§ **What needs to be done**:
Exactly as written, repeat all of the records below.

====================

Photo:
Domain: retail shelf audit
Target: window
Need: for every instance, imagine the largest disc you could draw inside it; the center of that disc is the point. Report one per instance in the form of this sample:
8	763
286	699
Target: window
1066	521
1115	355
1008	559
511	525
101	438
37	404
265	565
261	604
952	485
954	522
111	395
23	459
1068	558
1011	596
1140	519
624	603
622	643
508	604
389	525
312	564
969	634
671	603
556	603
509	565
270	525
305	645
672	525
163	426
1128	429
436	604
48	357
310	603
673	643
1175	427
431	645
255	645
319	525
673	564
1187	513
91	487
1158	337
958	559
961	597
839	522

====================

§ **Answer below**:
Photo:
Domain: retail shelf audit
Target: window
Need: for every instance, imagine the largest disc you could draw inside it; the center of that disc is the point. Report one per instance in the form of this sample:
8	763
286	699
Target: window
1066	521
1115	355
1008	559
511	525
101	438
37	404
265	565
261	604
952	485
954	522
111	395
23	459
1068	558
1011	596
1140	519
624	603
622	643
508	604
389	525
312	564
969	634
671	603
556	603
509	565
270	525
305	645
672	525
163	426
1128	429
436	604
48	357
310	603
673	643
1175	427
431	645
255	645
319	525
673	564
1187	513
91	487
1158	337
958	559
961	597
839	522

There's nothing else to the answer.